Natural language region descriptions
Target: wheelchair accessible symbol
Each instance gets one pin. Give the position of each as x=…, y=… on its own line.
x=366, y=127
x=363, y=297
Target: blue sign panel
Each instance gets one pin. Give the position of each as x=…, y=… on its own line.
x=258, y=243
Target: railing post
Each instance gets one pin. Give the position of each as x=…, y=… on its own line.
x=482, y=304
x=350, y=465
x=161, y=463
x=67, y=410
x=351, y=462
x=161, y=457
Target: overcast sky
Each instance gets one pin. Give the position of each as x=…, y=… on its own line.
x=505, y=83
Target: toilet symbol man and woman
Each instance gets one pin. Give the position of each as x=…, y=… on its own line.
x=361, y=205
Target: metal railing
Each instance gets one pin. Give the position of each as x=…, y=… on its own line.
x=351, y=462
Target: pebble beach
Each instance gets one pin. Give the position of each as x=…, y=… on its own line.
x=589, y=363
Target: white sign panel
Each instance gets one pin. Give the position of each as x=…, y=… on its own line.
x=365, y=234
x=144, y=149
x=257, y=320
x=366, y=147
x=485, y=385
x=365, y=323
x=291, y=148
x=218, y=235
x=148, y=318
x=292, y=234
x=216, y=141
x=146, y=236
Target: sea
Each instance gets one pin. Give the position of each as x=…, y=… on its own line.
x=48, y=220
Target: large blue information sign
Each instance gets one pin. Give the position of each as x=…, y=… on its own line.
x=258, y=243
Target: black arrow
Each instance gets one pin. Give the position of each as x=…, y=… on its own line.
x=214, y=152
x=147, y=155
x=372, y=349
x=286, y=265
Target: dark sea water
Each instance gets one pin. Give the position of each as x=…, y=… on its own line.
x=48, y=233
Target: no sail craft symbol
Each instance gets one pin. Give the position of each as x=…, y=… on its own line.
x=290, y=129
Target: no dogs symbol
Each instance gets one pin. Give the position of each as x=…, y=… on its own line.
==
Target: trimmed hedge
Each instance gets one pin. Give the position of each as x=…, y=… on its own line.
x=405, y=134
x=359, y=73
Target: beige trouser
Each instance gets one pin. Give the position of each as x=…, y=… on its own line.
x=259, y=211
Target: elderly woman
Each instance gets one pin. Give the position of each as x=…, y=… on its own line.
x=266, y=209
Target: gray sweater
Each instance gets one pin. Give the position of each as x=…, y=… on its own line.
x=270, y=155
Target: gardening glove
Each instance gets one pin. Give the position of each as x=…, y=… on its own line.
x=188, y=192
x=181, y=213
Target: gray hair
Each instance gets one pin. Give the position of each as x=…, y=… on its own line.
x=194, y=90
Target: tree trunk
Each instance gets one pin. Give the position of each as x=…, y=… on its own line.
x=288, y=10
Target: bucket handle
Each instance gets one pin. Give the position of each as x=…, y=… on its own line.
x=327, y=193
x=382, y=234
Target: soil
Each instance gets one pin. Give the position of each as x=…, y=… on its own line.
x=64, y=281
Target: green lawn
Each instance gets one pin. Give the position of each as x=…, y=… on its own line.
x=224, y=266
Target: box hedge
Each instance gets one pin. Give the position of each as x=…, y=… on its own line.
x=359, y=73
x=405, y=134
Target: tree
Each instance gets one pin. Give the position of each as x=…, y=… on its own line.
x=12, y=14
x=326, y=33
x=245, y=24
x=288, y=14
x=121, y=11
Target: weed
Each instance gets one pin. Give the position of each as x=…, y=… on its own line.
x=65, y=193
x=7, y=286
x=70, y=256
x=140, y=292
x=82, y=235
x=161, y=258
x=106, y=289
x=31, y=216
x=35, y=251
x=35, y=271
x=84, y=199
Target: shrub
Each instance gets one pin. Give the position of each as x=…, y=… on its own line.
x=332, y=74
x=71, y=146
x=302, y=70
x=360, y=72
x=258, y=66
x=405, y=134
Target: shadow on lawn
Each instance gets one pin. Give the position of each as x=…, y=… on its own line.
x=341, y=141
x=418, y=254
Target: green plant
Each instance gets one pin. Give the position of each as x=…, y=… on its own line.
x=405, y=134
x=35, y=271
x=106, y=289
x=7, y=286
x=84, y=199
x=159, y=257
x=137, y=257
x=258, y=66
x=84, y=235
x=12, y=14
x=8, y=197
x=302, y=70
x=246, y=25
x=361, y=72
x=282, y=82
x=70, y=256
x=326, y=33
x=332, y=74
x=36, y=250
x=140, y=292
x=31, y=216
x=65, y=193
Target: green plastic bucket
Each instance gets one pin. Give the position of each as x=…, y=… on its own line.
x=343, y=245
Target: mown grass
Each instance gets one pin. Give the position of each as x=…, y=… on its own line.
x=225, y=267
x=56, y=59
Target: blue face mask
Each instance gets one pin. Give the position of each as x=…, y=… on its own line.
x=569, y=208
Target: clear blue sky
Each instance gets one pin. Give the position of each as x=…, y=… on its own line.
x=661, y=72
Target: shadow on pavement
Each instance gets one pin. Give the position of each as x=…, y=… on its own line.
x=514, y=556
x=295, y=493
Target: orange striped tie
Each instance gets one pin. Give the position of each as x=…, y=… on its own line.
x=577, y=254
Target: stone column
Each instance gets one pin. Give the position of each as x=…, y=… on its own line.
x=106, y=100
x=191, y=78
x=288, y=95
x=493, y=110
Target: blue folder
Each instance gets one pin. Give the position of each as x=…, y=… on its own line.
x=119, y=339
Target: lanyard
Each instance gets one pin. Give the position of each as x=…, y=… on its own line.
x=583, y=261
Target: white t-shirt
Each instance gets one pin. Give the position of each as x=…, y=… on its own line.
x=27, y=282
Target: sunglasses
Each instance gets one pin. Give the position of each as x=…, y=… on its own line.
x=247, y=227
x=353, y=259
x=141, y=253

Work task:
Could you report how many lines of the entries include the word "green"? Only the number is needed.

Exercise answer:
3